MATERIALS PROVIDED:
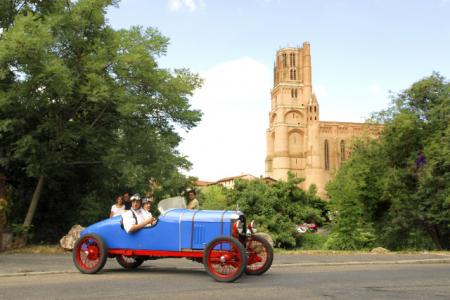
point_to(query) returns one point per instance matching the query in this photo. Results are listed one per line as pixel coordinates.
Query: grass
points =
(353, 252)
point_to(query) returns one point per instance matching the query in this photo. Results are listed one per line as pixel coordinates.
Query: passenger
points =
(137, 217)
(118, 208)
(146, 204)
(126, 200)
(192, 202)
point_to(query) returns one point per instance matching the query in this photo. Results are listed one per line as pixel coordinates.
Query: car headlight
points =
(251, 228)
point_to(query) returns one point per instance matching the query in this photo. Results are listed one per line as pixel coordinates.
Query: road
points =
(287, 279)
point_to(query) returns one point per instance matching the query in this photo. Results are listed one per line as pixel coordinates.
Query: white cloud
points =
(376, 89)
(192, 5)
(230, 140)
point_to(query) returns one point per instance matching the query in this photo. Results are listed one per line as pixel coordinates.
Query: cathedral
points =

EXERCISE AIM:
Omit the pictures and reproduce the listing exactly.

REPLY:
point_to(query) returns one point per instance matching the query in this photo. Results are listed one per line as pixel coordinates.
Query: grass
points =
(353, 252)
point_to(query) returns one point per instance matching the query in this photo. Results are listed one per line as pixel coordinates.
Query: passenger
points =
(137, 217)
(118, 208)
(146, 204)
(126, 200)
(192, 202)
point_to(query) returns one point per instance matching the query in this photo. Results are listed one per line as pixel coordinates.
Query: car headlight
points =
(251, 228)
point_to(query) returns one point per instance matching the query in this photo. Results are listed one per line as pixel coordinates.
Query: road
points =
(287, 279)
point_to(query) returns one point per instance matching the query in this photo. Results are listed one per line as pixel coordinates.
Query: white cloud
points =
(376, 89)
(192, 5)
(230, 140)
point_to(query) returns one point per instance matching the query in this photo. Results are listed one per line as pixel coordinates.
Query: cathedral
points =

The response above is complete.